[Start of Task material]

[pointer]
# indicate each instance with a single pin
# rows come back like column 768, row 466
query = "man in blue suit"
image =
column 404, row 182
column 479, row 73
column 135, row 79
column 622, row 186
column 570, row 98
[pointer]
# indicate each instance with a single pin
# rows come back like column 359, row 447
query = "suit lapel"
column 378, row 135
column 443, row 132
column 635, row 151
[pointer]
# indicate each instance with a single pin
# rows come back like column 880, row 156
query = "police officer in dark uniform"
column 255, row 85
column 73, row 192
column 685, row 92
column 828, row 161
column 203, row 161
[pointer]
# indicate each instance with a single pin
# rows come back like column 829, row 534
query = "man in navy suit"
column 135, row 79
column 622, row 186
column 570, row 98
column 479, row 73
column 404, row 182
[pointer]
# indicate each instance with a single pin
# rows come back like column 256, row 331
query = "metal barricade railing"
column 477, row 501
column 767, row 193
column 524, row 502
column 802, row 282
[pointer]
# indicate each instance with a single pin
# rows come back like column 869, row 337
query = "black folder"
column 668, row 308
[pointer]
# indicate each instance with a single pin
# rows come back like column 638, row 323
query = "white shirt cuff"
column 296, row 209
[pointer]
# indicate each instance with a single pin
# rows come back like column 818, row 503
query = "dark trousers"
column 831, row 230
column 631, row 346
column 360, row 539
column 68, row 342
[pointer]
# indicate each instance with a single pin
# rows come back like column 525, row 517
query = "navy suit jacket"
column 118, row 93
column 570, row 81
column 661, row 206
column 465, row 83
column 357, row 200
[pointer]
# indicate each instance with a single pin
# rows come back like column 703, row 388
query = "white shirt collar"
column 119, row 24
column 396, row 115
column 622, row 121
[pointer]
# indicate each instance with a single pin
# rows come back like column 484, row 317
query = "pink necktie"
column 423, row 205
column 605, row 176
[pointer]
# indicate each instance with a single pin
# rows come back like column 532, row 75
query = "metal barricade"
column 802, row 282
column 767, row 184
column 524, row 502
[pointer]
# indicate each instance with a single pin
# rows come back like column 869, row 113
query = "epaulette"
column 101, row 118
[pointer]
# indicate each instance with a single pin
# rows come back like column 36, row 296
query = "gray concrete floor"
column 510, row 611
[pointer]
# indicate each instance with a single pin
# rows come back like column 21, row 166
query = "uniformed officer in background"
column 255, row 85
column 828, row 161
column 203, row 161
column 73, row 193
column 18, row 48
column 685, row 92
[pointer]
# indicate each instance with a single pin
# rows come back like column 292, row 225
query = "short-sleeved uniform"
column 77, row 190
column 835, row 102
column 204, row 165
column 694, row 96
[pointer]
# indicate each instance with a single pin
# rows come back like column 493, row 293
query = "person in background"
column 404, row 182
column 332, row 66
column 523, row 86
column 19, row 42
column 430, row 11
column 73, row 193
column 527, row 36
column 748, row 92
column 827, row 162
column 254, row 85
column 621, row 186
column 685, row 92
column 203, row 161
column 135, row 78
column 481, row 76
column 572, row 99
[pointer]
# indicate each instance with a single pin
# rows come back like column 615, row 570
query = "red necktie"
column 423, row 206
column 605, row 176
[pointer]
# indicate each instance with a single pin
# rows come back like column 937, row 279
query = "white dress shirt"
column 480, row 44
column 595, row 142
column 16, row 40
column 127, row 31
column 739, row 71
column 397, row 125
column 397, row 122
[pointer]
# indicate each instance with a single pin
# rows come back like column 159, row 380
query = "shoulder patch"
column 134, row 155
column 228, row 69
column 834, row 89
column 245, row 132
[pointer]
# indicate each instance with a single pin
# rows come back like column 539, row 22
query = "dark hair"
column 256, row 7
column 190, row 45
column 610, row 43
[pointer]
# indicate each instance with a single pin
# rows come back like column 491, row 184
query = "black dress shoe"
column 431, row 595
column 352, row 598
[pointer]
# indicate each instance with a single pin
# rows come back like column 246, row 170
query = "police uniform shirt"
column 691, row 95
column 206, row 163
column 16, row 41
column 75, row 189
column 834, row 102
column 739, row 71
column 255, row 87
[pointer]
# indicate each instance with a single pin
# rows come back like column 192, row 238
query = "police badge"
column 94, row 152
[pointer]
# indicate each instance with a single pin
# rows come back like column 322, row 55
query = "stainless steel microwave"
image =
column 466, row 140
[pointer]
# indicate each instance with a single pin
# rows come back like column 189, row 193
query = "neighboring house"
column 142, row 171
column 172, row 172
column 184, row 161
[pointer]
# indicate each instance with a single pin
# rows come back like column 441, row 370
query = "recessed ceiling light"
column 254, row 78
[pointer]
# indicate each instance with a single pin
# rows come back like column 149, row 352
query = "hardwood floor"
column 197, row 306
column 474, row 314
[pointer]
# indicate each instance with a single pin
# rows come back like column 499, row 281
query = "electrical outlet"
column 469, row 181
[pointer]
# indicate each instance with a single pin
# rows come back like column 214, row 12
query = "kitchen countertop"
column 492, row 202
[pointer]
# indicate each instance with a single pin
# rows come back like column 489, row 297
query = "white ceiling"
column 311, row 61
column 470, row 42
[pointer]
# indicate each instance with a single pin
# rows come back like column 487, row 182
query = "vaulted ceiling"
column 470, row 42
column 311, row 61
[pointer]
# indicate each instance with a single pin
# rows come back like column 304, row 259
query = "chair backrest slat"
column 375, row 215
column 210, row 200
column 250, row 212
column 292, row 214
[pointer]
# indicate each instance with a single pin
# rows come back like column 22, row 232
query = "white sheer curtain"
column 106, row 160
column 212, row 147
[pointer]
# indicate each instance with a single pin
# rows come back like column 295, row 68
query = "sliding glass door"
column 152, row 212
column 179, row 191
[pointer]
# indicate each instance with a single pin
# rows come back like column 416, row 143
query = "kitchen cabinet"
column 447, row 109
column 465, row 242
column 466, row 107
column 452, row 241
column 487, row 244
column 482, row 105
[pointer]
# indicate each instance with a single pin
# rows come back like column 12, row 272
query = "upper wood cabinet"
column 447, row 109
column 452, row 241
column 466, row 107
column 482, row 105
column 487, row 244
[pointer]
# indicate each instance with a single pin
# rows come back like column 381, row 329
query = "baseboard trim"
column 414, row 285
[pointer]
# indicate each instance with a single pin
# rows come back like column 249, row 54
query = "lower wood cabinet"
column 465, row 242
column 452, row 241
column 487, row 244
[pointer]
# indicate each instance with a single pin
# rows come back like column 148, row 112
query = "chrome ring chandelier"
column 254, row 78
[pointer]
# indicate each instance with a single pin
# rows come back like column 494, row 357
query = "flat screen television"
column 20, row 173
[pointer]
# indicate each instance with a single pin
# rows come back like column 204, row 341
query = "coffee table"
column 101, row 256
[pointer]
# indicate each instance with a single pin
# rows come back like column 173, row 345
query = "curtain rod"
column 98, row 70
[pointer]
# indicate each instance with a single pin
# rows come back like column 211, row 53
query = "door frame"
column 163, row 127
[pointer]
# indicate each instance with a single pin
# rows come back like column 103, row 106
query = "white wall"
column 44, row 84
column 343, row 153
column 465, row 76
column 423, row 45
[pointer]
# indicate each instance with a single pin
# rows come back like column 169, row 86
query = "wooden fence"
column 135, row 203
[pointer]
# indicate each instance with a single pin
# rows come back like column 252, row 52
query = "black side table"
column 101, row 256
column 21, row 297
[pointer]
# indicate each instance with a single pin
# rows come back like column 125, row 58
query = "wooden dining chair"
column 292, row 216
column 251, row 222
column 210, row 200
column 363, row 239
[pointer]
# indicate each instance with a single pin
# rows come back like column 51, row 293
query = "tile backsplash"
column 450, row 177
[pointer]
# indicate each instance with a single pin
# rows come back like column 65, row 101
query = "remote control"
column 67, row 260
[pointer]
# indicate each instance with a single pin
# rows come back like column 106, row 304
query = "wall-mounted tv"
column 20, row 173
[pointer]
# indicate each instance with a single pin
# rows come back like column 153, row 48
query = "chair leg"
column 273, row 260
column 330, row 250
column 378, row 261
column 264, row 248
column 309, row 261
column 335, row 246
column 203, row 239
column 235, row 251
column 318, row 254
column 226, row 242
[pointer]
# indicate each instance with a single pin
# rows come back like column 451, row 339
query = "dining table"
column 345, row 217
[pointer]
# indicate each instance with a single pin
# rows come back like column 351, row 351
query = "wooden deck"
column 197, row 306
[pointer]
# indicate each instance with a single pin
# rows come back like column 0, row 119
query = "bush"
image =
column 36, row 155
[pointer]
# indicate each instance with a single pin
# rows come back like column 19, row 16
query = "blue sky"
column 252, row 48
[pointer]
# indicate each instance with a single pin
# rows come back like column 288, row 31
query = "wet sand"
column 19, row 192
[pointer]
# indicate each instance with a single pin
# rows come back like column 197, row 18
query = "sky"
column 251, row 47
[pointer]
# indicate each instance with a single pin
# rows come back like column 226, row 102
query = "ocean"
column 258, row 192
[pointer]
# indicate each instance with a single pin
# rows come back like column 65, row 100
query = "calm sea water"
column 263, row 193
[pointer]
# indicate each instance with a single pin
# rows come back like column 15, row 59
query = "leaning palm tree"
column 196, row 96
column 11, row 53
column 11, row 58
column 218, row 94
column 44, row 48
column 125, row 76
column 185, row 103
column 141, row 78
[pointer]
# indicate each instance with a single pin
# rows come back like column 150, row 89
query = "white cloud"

[End of Task material]

> _Exercise prompt_:
How many lines in the data above contain the string "dining"? Case counts, so match capitalization. Reply with only the number.

> _The response_:
2